**TASK STATEMENT:** Write out the rows again from the first line through the line containing "positive clicks: (288, 241) (244, 244)", both ends included, with "rough mask" changed to "coarse mask" and everything else left as it is.

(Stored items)

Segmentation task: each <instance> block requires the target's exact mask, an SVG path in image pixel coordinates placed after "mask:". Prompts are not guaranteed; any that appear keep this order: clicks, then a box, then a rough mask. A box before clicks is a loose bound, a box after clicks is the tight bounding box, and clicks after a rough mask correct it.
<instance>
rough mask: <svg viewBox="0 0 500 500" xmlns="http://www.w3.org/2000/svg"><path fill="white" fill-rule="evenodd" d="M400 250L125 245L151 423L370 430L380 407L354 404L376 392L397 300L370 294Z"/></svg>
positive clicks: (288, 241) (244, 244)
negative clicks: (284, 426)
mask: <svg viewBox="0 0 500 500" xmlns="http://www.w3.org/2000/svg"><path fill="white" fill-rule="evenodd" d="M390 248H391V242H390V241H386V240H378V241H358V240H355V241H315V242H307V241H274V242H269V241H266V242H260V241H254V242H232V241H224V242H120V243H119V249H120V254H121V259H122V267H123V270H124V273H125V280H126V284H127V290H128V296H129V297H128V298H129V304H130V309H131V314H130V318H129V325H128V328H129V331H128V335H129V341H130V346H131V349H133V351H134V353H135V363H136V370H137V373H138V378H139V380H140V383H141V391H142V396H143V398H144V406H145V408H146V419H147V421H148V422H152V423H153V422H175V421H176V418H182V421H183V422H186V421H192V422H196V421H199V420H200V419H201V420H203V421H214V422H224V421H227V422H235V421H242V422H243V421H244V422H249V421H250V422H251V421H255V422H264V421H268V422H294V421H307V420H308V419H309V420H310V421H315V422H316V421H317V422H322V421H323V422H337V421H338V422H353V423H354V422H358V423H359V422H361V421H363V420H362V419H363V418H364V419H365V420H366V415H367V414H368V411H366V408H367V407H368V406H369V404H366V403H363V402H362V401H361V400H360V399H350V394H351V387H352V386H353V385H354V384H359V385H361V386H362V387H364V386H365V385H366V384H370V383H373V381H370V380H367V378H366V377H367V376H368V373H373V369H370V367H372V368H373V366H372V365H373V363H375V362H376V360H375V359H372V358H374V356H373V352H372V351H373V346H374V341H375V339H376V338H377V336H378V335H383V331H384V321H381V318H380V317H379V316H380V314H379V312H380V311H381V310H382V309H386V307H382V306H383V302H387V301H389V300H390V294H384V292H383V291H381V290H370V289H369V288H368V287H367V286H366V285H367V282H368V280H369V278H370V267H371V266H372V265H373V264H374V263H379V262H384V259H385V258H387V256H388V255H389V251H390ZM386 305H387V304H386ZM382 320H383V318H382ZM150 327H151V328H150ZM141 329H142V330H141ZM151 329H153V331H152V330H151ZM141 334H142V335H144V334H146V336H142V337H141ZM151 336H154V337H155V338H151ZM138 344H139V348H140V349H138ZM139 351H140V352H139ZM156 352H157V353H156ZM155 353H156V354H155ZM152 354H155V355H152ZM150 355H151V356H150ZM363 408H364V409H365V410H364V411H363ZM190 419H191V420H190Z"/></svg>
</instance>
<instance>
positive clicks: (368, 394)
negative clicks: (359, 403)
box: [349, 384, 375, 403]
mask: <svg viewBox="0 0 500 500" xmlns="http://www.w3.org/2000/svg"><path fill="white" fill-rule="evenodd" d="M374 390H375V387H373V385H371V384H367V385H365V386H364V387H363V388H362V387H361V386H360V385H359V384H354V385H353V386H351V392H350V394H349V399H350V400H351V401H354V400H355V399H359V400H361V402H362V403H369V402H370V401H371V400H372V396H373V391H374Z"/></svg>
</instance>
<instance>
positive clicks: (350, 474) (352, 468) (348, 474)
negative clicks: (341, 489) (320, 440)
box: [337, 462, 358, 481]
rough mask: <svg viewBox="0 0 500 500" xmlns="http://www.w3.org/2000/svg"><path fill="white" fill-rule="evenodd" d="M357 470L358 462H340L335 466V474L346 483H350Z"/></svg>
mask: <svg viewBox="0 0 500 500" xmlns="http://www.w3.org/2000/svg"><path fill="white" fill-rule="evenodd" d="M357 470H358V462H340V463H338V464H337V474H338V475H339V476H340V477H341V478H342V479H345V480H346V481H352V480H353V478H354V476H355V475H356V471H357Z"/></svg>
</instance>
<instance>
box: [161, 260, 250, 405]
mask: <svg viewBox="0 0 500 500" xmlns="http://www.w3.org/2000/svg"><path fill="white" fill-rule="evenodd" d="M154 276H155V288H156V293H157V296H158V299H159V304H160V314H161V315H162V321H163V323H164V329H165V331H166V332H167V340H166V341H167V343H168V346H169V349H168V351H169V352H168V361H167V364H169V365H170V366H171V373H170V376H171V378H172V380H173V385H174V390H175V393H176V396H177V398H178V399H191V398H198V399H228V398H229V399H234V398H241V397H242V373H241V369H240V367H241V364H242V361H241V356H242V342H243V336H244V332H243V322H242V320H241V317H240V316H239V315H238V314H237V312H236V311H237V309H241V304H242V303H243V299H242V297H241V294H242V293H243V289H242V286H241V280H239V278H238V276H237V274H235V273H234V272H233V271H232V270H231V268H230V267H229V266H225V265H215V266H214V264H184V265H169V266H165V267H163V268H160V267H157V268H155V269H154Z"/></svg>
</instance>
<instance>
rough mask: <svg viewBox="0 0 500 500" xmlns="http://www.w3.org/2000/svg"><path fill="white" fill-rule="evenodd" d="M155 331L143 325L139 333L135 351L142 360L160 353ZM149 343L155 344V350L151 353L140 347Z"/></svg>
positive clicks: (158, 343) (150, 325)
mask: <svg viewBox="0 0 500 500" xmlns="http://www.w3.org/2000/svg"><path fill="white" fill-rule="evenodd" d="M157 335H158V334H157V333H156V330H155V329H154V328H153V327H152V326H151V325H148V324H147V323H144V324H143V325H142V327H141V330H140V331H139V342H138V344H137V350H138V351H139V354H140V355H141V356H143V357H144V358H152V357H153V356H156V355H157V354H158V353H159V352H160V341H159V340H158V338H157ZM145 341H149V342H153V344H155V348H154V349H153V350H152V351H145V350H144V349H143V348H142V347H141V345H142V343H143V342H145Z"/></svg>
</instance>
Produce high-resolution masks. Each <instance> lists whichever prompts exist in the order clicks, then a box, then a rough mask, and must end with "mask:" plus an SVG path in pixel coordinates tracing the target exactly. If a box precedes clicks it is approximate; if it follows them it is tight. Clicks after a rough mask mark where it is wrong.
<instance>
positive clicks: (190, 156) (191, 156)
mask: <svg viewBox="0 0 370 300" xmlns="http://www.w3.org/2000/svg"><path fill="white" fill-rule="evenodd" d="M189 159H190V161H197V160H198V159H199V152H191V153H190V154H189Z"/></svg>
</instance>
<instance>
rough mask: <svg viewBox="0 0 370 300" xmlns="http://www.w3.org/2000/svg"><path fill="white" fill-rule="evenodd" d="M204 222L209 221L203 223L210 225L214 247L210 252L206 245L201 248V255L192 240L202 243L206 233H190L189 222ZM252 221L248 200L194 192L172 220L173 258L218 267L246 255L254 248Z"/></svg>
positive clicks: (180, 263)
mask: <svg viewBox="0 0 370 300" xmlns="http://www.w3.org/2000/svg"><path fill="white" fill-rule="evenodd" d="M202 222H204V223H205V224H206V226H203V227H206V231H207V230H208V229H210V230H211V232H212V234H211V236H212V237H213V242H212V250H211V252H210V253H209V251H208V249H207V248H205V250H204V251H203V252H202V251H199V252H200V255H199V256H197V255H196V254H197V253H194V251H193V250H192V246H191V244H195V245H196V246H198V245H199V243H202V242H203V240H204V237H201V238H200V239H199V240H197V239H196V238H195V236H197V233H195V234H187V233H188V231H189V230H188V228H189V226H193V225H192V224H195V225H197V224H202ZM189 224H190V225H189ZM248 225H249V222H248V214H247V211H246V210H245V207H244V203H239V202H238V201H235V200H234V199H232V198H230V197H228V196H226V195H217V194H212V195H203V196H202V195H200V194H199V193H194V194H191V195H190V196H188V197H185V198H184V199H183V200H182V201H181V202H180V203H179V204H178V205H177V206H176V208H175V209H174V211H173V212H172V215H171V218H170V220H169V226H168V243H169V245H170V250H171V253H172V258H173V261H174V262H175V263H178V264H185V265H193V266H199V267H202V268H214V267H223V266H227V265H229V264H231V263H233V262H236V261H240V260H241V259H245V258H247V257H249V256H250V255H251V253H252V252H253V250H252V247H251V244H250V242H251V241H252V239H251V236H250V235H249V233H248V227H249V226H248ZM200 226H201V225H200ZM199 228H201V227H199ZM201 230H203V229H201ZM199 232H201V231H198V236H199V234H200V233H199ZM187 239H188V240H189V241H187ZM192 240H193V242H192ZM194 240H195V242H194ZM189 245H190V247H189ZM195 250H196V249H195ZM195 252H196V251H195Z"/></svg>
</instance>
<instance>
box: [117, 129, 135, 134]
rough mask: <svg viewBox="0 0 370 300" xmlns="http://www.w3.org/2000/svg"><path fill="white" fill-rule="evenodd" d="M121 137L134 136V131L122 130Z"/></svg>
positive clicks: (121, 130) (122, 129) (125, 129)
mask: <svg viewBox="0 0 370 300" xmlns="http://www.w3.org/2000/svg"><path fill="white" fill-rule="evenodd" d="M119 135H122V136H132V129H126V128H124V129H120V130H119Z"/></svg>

**TASK RESULT:**
Segmentation task: each <instance> block requires the target's exact mask, an SVG path in image pixel coordinates placed after "mask:". Prompts are not guaranteed; any that appear keep this order: clicks, then a box, then a coarse mask. A box before clicks is a loose bound, a box after clicks is the tight bounding box, and clicks after a coarse mask correct it.
<instance>
coarse mask: <svg viewBox="0 0 500 500" xmlns="http://www.w3.org/2000/svg"><path fill="white" fill-rule="evenodd" d="M400 250L125 245L151 423L370 430L380 407L354 404L376 392L397 300L370 294Z"/></svg>
positive clicks: (288, 241) (244, 244)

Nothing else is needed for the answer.